→ Problem
Extend the news excerpt about the bombing that killed Hariri and its aftermath, writing on from its last sentence.

→ Document excerpt
════════

Nasser, who had two young daughters, worked for Hariri for two decades. His work was a source of pride for his family, and they never really worried for his safety.
But in the last six months of his life Mr Nasser says his brother appeared increasingly anxious, as political tension with Syria was mounting.
"He didn't seem comfortable. He used to just say 'Allah yostor' - God knows what's going to happen," he says.
Mr Nasser is unequivocal about who he believes was behind the bombing. "We blame Syria for this. We blame Bashar Al Assad," he says. "From the first week, I swear, this is what I believed. Hariri had an agenda that was so different to Bashar Al Assad."
The assassination triggered what the opposition March 14 coalition refers to as the Cedar Revolution - mass demonstrations that precipitated the withdrawal of Syrian troops from Lebanon after a 29-year military presence.
Suspicion was initially cast on the Syrian regime, but four Hizbollah supporters from Lebabon were indicted last year by the United Nations-backed court investigating the killing.
The Lebanese prime minister, Najib Mikati, said this week that he expected the Special Tribunal for Lebanon (STL) to issue a new indictment this month.

════════

→ Entries provided
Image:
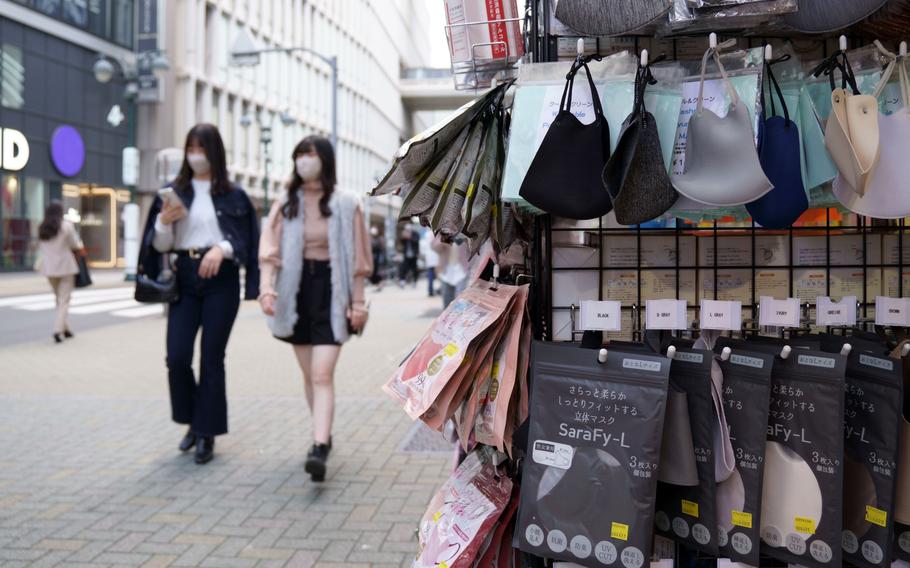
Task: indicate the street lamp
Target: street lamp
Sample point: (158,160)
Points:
(246,53)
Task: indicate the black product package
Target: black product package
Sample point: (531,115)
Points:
(589,479)
(802,496)
(747,395)
(686,506)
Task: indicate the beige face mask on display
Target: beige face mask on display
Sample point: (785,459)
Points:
(851,133)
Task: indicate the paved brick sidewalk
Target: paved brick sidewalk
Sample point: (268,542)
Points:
(90,475)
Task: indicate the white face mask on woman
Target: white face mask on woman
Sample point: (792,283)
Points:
(198,163)
(308,167)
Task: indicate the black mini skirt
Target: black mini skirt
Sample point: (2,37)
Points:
(314,306)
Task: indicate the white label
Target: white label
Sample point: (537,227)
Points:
(778,313)
(829,312)
(665,314)
(892,311)
(721,314)
(602,316)
(553,454)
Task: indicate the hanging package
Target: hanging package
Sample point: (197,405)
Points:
(686,488)
(747,392)
(872,414)
(851,133)
(565,176)
(635,175)
(589,479)
(779,153)
(887,194)
(610,17)
(722,167)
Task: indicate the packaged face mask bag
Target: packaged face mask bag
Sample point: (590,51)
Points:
(887,194)
(686,508)
(722,167)
(589,479)
(872,415)
(747,391)
(636,176)
(565,176)
(779,154)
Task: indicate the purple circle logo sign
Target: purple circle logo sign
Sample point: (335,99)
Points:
(67,150)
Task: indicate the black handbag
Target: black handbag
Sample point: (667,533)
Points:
(564,178)
(83,278)
(161,290)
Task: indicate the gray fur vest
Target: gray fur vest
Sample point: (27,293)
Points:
(341,257)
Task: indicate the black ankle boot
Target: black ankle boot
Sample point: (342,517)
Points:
(316,461)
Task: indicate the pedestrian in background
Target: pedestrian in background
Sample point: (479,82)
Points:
(377,245)
(315,257)
(59,243)
(211,226)
(410,250)
(430,260)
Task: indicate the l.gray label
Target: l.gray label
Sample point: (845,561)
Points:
(690,357)
(747,361)
(652,366)
(825,362)
(877,362)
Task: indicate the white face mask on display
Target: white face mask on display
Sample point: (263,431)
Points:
(198,163)
(308,167)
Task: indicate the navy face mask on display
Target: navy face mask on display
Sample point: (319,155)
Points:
(779,155)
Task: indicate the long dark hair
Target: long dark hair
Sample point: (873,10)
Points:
(53,219)
(327,156)
(207,136)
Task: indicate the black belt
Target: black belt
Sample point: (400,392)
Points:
(193,253)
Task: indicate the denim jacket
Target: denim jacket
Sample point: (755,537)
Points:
(239,224)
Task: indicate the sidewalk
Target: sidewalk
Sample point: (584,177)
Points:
(15,283)
(90,474)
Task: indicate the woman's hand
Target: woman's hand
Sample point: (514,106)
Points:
(171,212)
(357,315)
(267,303)
(211,262)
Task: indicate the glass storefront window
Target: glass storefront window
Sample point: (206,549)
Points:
(12,77)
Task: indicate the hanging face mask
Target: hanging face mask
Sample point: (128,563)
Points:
(565,176)
(887,193)
(851,133)
(198,163)
(636,176)
(780,159)
(308,167)
(722,167)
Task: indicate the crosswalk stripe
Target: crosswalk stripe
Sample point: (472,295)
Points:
(81,300)
(141,311)
(105,307)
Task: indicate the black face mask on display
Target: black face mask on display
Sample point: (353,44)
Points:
(589,478)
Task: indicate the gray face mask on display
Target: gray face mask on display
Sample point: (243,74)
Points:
(198,163)
(722,167)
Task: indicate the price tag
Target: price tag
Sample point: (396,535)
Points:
(602,316)
(829,312)
(778,313)
(721,314)
(665,314)
(892,311)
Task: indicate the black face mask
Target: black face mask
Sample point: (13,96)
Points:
(636,176)
(564,178)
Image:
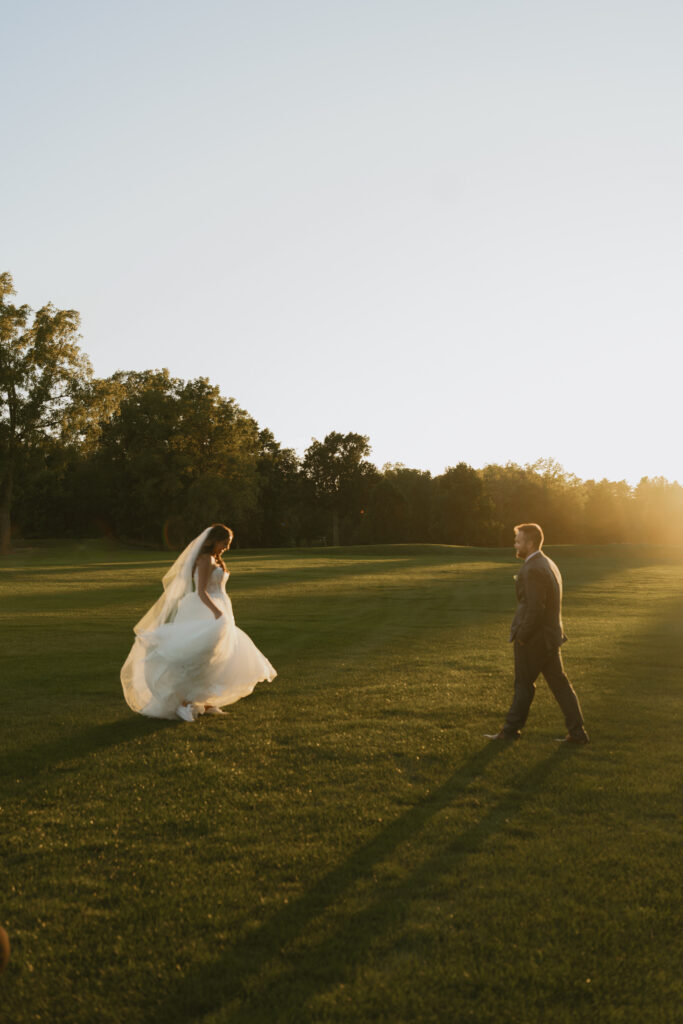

════════

→ Output of the task
The March 14 bloc held a gathering in Beirut yesterday to mark the anniversary of the assassination. Hariri's son Saad addressed the crowds in a televised speech from Paris, in which he and other opposition leaders expressed support for the Syrian uprising and for the STL.
"The course of justice in the case of the assassination has reached a point of no return. This course will definitely lead to uncover the perpetrators and the accused, and establish the rules that protect Lebanon from political assassinations," Mr Hariri said.
For Mr Nasser, the STL may be the only way to find out who was behind the bombing that killed his brother.
"The most important thing for me and my family is to find the truth," he says. "Justice will come, not soon, but in the long run."